**TEXT TO READ**.
▶

ESL conversation activities in a busy classroom

ESL Conversation Activities: 12 That Get Students Talking

The fastest way to know whether your ESL conversation activities are working: count how many seconds of student talking time the average learner gets in a 60-minute class. If it is under five minutes, the activity is decorative. Real ESL conversation activities push every student past 10 minutes of unbroken English production, and they do it without turning the room into a pressure cooker. The 12 activities below have all cleared that bar in my Taipei classrooms, with teenagers, with cram-school adults, and with the kind of mixed-level Saturday morning groups where someone is shouting “What page?” while their partner is mid-debate about minimum wage.

Most teachers know the names of these activities. The trick is in how you set them up, how long you run them, and which one you reach for when the energy in the room is already dead. That is what this guide is for.

Why most ESL conversation activities flop in real classrooms

The honest truth is that most ESL speaking activities listed online were written by people who haven’t taught a Wednesday night adult class after eight hours of office work. They assume motivated learners, balanced levels, and a teacher with infinite prep time. None of that is the average reality.

Activities flop for three reasons. The first is no information gap — if every student already knows what the other student is going to say, there is no reason to actually listen. The second is no goal — “discuss this topic” produces 30 seconds of stilted output before silence. The third is no scaffolding — you cannot ask a B1 group to debate ethics without giving them the language to disagree politely first.

The 12 activities below all fix at least one of those problems by design. Pick them based on what is broken in your room.

ESL teacher running a warm-up conversation activity with students
A focused warm-up sets the tone for the rest of the class.

12 ESL conversation activities that actually get students talking

1. Find Someone Who (3-minute warm-up)

◀

**EXTRACTED ENTRIES**.
▶

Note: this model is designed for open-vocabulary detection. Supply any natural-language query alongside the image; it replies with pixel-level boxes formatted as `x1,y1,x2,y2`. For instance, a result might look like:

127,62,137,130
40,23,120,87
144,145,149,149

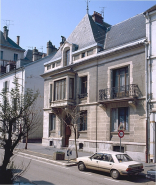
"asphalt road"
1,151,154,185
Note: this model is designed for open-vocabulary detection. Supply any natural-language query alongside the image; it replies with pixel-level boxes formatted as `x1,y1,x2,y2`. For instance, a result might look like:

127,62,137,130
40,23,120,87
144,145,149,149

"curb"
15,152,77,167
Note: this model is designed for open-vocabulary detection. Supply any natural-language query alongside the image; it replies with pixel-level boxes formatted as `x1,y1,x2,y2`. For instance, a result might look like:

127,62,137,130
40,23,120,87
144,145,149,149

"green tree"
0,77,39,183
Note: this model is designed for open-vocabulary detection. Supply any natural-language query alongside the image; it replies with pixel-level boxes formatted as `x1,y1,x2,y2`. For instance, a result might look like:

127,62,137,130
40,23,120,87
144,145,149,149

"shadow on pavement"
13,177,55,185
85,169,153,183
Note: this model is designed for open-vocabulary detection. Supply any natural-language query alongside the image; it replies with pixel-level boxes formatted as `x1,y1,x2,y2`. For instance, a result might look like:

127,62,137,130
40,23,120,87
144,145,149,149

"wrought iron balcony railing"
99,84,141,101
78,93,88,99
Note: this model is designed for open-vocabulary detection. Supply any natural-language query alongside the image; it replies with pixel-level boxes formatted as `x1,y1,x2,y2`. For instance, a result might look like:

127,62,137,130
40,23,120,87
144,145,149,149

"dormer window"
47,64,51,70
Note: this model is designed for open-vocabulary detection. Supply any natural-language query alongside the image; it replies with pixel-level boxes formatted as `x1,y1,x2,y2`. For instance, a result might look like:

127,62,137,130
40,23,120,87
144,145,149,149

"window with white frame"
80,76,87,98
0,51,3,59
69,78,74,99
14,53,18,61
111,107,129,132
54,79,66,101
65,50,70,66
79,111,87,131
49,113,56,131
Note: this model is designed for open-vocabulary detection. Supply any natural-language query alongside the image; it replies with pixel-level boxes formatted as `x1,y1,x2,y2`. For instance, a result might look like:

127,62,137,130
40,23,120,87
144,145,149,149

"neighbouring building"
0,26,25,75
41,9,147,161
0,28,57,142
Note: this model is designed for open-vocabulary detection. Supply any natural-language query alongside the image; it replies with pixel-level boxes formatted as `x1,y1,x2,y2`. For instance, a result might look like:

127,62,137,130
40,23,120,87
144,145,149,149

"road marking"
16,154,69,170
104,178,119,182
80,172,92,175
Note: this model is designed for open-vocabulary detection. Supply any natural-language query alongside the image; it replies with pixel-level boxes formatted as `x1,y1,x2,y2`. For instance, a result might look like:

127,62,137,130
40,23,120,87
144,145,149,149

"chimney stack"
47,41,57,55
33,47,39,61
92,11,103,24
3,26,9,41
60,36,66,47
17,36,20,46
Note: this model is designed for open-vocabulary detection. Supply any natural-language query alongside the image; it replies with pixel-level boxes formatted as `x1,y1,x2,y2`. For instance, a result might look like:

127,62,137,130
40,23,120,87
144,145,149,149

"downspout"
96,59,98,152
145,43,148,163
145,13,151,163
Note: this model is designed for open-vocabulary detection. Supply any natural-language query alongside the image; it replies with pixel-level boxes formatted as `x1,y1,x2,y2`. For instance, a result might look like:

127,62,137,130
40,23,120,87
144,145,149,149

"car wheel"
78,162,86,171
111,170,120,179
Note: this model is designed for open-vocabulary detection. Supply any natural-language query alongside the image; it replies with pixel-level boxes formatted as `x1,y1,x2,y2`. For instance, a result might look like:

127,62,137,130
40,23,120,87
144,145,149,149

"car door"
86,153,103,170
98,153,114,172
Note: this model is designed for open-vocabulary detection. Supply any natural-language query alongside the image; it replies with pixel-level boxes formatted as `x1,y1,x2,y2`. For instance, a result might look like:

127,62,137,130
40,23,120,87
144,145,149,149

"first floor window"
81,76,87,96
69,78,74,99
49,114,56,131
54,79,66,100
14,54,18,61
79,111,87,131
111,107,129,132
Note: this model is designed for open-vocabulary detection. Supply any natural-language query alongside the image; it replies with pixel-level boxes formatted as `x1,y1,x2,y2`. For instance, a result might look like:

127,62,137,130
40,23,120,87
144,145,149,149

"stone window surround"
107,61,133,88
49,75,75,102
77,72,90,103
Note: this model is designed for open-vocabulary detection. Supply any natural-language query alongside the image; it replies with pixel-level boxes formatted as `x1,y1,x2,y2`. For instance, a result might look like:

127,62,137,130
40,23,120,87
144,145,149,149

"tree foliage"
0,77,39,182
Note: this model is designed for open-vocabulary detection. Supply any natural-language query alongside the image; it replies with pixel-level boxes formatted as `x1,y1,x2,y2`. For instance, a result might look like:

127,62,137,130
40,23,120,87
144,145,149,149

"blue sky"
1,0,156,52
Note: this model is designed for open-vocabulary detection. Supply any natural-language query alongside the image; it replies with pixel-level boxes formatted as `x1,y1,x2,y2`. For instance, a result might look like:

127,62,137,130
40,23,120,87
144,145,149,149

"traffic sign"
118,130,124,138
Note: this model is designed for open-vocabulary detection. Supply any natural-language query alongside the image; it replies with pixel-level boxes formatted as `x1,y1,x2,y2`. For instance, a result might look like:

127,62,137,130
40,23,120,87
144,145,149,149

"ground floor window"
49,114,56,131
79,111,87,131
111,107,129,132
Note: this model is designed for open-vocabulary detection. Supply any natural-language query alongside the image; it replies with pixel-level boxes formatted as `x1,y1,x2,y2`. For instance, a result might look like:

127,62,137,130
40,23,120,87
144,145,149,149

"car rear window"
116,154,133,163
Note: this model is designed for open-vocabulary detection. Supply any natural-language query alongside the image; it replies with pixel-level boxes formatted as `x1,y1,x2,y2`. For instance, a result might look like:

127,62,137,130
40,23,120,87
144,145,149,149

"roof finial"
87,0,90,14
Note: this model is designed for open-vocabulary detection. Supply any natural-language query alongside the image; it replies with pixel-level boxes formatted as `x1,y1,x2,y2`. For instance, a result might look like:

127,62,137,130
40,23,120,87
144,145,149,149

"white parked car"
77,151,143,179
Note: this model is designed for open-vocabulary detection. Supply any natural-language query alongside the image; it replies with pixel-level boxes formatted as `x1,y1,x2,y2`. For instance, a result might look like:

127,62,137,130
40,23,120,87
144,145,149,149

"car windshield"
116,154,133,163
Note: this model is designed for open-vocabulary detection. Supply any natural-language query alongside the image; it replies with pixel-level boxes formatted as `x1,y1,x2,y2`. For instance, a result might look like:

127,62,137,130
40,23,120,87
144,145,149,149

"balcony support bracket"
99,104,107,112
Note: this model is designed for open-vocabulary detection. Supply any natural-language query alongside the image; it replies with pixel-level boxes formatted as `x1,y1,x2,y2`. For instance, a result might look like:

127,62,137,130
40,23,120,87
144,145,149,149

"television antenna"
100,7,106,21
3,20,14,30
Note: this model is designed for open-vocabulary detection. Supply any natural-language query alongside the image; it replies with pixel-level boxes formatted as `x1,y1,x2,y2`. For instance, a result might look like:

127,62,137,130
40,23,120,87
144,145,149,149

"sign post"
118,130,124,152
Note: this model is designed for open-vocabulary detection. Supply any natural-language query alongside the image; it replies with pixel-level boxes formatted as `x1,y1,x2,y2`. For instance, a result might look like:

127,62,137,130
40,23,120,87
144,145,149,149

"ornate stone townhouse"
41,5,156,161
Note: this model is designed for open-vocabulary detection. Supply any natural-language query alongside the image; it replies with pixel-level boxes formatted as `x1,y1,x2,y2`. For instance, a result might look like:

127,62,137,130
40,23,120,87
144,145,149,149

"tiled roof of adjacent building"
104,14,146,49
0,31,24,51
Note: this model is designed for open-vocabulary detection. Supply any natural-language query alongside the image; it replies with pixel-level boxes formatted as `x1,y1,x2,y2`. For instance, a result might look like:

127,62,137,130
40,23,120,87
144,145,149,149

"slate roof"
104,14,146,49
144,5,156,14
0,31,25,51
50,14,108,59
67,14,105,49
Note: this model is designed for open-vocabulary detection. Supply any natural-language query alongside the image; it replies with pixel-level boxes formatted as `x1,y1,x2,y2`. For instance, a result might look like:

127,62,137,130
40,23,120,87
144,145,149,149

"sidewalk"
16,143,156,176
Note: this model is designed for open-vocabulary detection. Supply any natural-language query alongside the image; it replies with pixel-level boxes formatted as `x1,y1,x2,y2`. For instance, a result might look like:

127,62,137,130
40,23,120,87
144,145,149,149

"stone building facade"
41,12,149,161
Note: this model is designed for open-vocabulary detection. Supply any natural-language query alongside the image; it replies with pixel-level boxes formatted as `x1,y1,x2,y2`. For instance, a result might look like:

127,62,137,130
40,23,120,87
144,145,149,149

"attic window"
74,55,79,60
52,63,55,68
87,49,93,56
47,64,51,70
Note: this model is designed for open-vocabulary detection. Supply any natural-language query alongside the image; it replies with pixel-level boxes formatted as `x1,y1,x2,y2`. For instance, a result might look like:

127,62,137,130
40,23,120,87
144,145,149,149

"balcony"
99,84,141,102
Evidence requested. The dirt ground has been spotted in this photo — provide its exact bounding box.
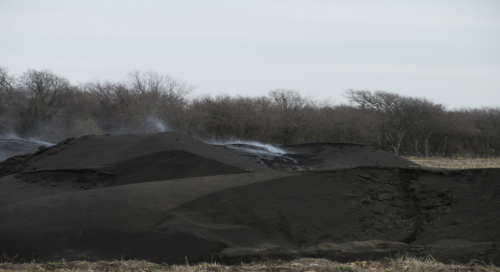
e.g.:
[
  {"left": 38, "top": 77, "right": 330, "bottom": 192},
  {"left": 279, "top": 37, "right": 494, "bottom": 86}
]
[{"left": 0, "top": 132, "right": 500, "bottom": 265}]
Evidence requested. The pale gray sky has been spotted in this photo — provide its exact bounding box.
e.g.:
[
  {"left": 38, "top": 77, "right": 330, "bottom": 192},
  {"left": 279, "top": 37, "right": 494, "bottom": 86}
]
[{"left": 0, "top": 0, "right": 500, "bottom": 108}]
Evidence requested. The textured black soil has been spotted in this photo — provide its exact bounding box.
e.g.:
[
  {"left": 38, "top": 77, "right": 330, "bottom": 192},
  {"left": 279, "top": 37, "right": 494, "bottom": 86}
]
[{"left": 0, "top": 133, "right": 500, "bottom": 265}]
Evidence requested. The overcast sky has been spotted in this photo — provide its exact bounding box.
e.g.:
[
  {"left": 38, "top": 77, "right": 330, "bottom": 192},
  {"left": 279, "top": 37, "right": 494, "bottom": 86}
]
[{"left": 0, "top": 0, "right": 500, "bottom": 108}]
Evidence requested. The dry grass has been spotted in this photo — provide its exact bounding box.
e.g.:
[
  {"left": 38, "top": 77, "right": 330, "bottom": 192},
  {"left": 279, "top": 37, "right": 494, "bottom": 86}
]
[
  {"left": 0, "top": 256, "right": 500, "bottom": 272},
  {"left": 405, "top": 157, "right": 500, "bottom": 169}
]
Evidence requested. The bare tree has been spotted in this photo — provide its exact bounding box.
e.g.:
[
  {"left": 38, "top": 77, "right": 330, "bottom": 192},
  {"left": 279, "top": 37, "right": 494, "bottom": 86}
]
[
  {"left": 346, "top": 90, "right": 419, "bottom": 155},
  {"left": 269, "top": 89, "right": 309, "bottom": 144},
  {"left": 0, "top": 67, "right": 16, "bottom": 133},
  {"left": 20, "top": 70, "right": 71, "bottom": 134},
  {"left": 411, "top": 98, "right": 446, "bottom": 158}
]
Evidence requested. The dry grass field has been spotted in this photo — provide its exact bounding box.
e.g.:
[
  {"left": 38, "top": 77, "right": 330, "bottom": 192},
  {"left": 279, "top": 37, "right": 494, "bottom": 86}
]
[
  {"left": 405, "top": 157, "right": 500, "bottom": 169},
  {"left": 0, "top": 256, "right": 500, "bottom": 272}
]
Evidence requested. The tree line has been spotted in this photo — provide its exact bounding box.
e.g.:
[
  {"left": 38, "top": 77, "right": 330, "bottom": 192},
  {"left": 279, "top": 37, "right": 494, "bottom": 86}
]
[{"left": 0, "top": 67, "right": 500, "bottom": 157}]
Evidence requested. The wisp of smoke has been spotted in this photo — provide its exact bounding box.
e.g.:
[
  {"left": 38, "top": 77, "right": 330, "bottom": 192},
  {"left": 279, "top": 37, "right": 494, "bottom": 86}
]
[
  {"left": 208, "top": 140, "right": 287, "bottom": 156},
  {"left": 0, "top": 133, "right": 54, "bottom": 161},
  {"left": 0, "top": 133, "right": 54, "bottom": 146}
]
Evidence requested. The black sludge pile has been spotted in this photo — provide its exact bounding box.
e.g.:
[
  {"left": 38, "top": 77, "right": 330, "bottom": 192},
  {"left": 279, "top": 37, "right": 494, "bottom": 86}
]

◀

**WHAT THIS TASK INVOLVES**.
Decide whether each statement below agrees with the guide to ESL conversation activities. Answer yes or no for each, and quote the words from the guide that settle it.
1. According to the guide, an activity that gives the average learner under five minutes of talking is decorative.
2. The author tested the 12 activities in Tokyo classrooms.
3. The guide gives three reasons why activities flop.

**FINAL RESULT**.
1. Yes: "If it is under five minutes, the activity is decorative."
2. No: "The 12 activities below have all cleared that bar in my Taipei classrooms"
3. Yes: "Activities flop for three reasons."